> WORK TASK: I would like each line of the data that holds the word "moss" copied out.

Dataset entries:

--- START ---

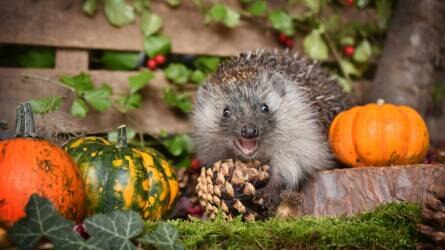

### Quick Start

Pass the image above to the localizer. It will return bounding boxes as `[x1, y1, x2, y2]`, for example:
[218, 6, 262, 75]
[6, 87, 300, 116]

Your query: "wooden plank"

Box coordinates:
[0, 68, 192, 134]
[55, 49, 89, 70]
[278, 164, 445, 217]
[0, 0, 278, 56]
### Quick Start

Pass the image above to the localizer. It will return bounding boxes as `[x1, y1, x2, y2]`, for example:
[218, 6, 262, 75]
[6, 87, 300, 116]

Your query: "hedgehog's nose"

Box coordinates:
[241, 125, 259, 139]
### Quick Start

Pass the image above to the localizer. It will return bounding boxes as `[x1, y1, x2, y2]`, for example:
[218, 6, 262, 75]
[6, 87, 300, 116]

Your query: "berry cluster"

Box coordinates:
[278, 32, 294, 49]
[146, 54, 166, 70]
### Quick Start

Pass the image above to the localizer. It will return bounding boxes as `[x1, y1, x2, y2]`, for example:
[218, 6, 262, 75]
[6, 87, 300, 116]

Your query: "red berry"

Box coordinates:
[191, 158, 202, 170]
[278, 32, 288, 44]
[285, 39, 294, 48]
[154, 54, 166, 65]
[343, 45, 355, 57]
[147, 59, 157, 70]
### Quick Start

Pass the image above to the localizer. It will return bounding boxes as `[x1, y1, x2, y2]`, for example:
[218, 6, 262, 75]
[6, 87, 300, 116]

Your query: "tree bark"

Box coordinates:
[367, 0, 445, 115]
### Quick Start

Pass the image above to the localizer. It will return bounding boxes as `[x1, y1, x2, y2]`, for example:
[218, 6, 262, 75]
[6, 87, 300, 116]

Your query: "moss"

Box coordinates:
[145, 203, 422, 249]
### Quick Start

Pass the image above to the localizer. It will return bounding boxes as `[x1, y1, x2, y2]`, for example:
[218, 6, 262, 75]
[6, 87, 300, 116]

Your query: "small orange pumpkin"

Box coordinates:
[0, 103, 85, 226]
[329, 99, 429, 167]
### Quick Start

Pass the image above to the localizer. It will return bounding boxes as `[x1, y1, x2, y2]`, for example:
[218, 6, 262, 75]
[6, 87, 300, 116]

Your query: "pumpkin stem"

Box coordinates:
[377, 99, 385, 105]
[117, 125, 127, 148]
[14, 103, 36, 138]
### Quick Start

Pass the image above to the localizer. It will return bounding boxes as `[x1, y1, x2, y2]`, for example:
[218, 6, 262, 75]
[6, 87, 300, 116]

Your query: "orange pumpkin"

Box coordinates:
[329, 99, 429, 167]
[0, 103, 85, 226]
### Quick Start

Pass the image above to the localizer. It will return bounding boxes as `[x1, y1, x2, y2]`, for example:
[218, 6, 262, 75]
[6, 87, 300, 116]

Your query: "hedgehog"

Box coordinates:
[192, 50, 350, 204]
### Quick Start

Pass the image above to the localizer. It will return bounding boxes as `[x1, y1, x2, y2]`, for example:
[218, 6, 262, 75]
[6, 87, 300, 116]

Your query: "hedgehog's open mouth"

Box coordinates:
[234, 138, 258, 157]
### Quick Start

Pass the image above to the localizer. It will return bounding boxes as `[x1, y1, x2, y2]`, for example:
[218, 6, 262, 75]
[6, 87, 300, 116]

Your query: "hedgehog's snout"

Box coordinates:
[241, 124, 259, 139]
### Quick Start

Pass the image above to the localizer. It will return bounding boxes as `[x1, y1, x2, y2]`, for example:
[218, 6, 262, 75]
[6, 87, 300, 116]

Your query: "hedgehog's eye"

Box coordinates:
[223, 107, 230, 118]
[261, 104, 269, 113]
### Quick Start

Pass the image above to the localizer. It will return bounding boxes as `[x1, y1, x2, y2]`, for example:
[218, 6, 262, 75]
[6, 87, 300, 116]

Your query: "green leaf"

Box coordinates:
[128, 70, 154, 93]
[247, 1, 267, 16]
[165, 63, 190, 85]
[376, 0, 392, 30]
[339, 59, 361, 77]
[141, 11, 163, 37]
[193, 56, 221, 73]
[133, 0, 149, 14]
[190, 70, 206, 85]
[144, 35, 171, 57]
[101, 51, 140, 70]
[165, 0, 180, 7]
[18, 47, 55, 68]
[29, 96, 63, 114]
[334, 75, 352, 93]
[301, 0, 320, 14]
[268, 10, 294, 36]
[7, 194, 91, 249]
[117, 93, 143, 112]
[138, 223, 184, 250]
[60, 72, 95, 93]
[239, 0, 254, 3]
[84, 87, 113, 112]
[353, 40, 372, 63]
[104, 0, 135, 27]
[339, 36, 355, 46]
[163, 88, 193, 113]
[162, 134, 193, 156]
[71, 98, 89, 118]
[108, 127, 137, 142]
[206, 4, 240, 28]
[84, 210, 144, 250]
[356, 0, 371, 8]
[83, 0, 98, 16]
[303, 30, 328, 60]
[323, 15, 341, 33]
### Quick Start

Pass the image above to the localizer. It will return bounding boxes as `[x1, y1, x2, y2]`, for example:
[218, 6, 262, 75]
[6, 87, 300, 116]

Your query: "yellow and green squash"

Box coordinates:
[64, 125, 179, 219]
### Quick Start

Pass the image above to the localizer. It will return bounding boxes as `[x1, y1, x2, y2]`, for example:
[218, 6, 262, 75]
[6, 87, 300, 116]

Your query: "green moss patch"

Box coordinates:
[146, 203, 422, 249]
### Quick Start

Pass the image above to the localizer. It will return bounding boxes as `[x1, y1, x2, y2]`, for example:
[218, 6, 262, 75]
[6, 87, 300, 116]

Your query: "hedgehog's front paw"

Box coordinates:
[256, 182, 282, 208]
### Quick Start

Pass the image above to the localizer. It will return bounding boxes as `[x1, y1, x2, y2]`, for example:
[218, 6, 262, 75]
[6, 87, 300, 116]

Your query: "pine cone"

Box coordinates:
[417, 185, 445, 250]
[195, 159, 271, 221]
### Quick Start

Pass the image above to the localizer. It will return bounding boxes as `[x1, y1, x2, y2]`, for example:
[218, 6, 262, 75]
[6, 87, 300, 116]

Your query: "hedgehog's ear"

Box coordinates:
[269, 72, 286, 97]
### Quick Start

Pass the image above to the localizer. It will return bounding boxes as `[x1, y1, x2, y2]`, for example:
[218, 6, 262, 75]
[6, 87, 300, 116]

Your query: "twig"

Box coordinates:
[22, 73, 75, 92]
[322, 33, 351, 83]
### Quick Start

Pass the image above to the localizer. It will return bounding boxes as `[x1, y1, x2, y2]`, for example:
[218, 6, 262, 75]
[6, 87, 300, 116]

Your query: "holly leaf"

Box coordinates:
[84, 87, 113, 112]
[83, 0, 98, 16]
[117, 93, 143, 112]
[193, 56, 220, 73]
[71, 98, 89, 118]
[339, 59, 361, 77]
[129, 70, 154, 93]
[29, 96, 63, 114]
[206, 4, 240, 28]
[247, 1, 267, 16]
[141, 11, 163, 37]
[84, 211, 144, 250]
[101, 51, 141, 70]
[268, 10, 294, 36]
[165, 63, 190, 85]
[18, 47, 55, 68]
[353, 40, 372, 63]
[303, 30, 328, 60]
[104, 0, 135, 27]
[7, 195, 87, 250]
[165, 0, 180, 7]
[138, 223, 184, 250]
[190, 70, 206, 85]
[144, 35, 171, 57]
[60, 73, 95, 93]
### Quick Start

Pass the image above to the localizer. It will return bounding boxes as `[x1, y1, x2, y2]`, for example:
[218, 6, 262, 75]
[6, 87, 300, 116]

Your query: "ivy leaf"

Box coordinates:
[128, 70, 154, 94]
[353, 40, 372, 63]
[268, 10, 294, 36]
[18, 47, 55, 68]
[84, 87, 113, 112]
[247, 1, 267, 16]
[117, 93, 143, 112]
[144, 35, 171, 57]
[165, 63, 190, 85]
[104, 0, 135, 27]
[141, 11, 163, 37]
[206, 4, 240, 28]
[190, 70, 206, 85]
[138, 223, 184, 250]
[193, 56, 220, 73]
[71, 98, 89, 118]
[165, 0, 180, 7]
[108, 127, 137, 142]
[60, 73, 95, 93]
[339, 59, 361, 77]
[29, 96, 63, 114]
[303, 30, 328, 60]
[84, 210, 144, 250]
[101, 51, 141, 70]
[83, 0, 98, 16]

--- END ---

> ANSWER SECTION:
Your query: "moss"
Your query: "green moss patch"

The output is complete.